DIRECTIONS FOR THIS TASK: Rewrite the data below, substituting "overhead lamp" for "ceiling light fixture" and leaving everything else unchanged. Leave the pictures out.

EXERCISE MATERIAL:
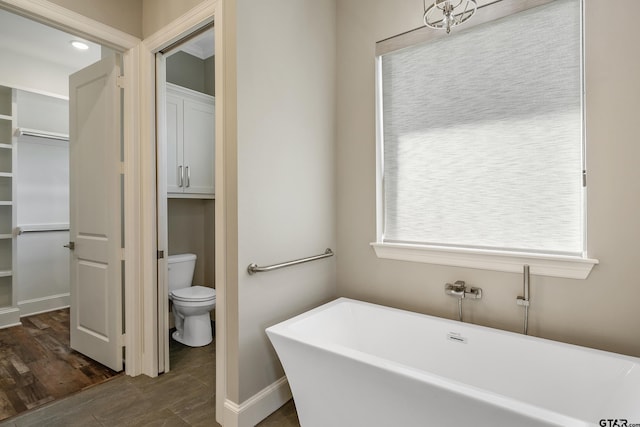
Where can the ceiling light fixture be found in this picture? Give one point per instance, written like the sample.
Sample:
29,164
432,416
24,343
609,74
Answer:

TASK RESPONSE:
Where can the overhead lamp be found in this picture? Give one point per instance, written like the sample.
Sample:
29,164
432,416
24,343
609,74
Answer:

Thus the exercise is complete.